2. To a suit brought in the Circuit Court of the United States by legatees in a will to compel an executor to account for moneys received by him from sales of property belonging to the estate of his testator, and to pay to them their distributive shares, it is no answer for the executor to show that he invested such funds in bonds of the Confederate government by authority of a law of the State in which he was executor, and that such investment was approved by the decree of the probate court having settlement of the estate. Such investment was a direct contribution to the resources of the Confederate government, and was an illegal transaction, and the decree of the probate court approving the investment and directing the payment of the distributive shares of the legatees in such bonds was an absolute nullity, and affords no protection to the executor in the courts of the United States. Ib.

3. The acts of the several States in their individual capacities, and of their different departments of government, executive, judicial, and legislative, during the war, so far as they did not impair or tend to impair the supremacy of the national authority, or the just rights of citizens under the Constitution, are, in general, to be treated as valid and binding. Ib.

### Supplied entries
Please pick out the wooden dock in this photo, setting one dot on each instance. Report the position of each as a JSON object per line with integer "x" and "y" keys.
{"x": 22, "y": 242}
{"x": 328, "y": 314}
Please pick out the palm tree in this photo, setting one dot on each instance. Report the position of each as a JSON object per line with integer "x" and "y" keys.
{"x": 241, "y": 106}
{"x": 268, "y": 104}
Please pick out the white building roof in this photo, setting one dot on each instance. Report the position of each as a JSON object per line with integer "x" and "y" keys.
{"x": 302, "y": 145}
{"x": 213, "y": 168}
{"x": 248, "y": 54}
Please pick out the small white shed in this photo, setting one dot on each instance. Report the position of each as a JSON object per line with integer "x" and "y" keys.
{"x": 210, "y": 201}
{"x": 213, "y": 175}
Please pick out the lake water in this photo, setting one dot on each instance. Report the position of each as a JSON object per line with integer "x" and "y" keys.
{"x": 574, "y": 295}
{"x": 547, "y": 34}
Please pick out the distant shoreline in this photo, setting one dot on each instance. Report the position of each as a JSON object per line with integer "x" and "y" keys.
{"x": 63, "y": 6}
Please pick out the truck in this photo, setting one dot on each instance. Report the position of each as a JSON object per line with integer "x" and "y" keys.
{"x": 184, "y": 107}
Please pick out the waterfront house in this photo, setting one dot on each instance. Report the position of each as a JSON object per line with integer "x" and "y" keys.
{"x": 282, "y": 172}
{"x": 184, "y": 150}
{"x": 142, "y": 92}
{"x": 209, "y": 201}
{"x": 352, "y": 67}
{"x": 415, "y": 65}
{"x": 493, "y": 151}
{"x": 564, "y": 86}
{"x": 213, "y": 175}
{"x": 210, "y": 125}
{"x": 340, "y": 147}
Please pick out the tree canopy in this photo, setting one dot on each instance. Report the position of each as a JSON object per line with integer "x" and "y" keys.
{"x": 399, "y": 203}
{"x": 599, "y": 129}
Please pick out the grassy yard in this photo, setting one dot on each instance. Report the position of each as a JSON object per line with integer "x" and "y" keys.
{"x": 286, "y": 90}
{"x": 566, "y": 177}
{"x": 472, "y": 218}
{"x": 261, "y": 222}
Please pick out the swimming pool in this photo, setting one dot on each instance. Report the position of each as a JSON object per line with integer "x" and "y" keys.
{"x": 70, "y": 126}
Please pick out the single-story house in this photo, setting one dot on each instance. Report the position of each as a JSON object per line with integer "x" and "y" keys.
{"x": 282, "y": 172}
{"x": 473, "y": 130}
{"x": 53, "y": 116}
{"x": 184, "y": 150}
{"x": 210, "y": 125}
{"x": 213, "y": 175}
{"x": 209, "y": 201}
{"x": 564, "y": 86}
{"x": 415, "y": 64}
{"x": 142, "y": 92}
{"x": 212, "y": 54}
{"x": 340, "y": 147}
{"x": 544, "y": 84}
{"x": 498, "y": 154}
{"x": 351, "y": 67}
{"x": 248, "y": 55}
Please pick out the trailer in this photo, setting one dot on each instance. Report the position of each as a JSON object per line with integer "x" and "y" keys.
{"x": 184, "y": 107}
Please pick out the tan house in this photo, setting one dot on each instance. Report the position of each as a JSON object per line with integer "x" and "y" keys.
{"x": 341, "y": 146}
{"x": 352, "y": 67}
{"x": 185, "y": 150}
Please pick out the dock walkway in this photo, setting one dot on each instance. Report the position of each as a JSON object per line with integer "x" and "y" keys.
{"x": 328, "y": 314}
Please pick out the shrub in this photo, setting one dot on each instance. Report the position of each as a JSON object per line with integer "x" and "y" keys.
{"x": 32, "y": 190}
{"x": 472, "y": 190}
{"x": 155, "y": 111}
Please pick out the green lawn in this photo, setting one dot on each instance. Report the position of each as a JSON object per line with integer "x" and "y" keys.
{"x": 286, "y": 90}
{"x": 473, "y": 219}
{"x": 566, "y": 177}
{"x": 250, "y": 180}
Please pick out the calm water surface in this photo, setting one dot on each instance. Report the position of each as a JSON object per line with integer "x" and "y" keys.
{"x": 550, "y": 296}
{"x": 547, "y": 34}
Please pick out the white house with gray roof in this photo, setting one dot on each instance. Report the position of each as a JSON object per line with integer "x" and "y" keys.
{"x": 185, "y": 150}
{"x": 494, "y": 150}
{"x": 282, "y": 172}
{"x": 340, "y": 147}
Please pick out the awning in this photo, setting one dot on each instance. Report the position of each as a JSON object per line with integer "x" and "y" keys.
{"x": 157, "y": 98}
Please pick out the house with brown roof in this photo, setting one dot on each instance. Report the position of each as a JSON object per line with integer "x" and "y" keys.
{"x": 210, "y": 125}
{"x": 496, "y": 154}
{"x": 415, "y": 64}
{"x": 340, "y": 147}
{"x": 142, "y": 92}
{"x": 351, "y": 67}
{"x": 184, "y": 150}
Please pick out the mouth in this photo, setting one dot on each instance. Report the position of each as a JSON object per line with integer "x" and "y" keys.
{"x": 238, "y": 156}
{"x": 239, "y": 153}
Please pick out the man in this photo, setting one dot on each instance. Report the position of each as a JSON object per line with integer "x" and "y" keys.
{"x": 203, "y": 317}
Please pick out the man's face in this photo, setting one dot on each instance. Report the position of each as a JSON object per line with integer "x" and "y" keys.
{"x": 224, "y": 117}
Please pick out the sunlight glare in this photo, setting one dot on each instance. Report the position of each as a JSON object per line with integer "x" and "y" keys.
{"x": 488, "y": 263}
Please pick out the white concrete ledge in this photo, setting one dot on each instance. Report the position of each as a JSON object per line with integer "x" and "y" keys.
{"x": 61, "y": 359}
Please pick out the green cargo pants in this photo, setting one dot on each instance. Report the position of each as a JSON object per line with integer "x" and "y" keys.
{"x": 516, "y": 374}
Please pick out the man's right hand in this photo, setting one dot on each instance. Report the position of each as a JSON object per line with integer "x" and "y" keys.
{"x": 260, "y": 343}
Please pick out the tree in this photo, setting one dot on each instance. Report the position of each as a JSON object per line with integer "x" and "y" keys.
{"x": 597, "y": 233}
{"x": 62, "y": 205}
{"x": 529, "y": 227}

### Problems to work on
A) Please output the part of the legal headnotes that begins with the words containing "3. The acts" and ends with "and binding. Ib.", copied exactly.
B) Go on with the legal headnotes from the point where they stop.

### Answer set
A)
3. The acts of the several States in their individual capacities, and of their different departments of government, executive, judicial, and legislative, during the war, so far as they did not impair or tend to impair the supremacy of the national authority, or the just rights of citizens under the Constitution, are, in general, to be treated as valid and binding. Ib.

B)
INTERCOURSE BETWEEN BELLIGERENTS. Solomon Cutner, the claimant in this case, in his petition, states, and the Court of Claims finds, that he sues for the use of Samuel Schiffer, surviving partner of J. Schiffer & Co. Though a loyal citizen, he was a resident of Georgia, and had the cotton in question (30 bales) on storage in Savannah when that place was captured by Gen. Sherman, in December, 1864. He duly reported it on the 23d of February, 1865, and had it registered by the treasury agents, who took it into custody on the 3d of March. On the 6th of March, 1865, Cutner executed a bill of sale of the cotton to J. Schiffer & Co., of New York, as he states, in consideration of a debt which he was owing to them; but the court of claims finds that he received at the time, from J. B. Stewart, the attorney and agent of Schiffer & Co., $2,250, the entire consideration named in the bill of sale. Intercourse between the inhabitants of the two belligerent sections was still prohibited when this sale was made. Held, that the sale was, therefore, clearly illegal, unless Schiffer & Co. had a license to trade in Savannah, which the case expressly finds they had not. The sale being illegal, the suit cannot be sustained for the benefit of the vendees. It cannot be sustained for Cutner's own benefit, because he received the full consideration of the cotton and has no interest remaining. Decree affirmed. Cutner v. United States. Opinion by Bradley, J.

PROMISSORY NOTE.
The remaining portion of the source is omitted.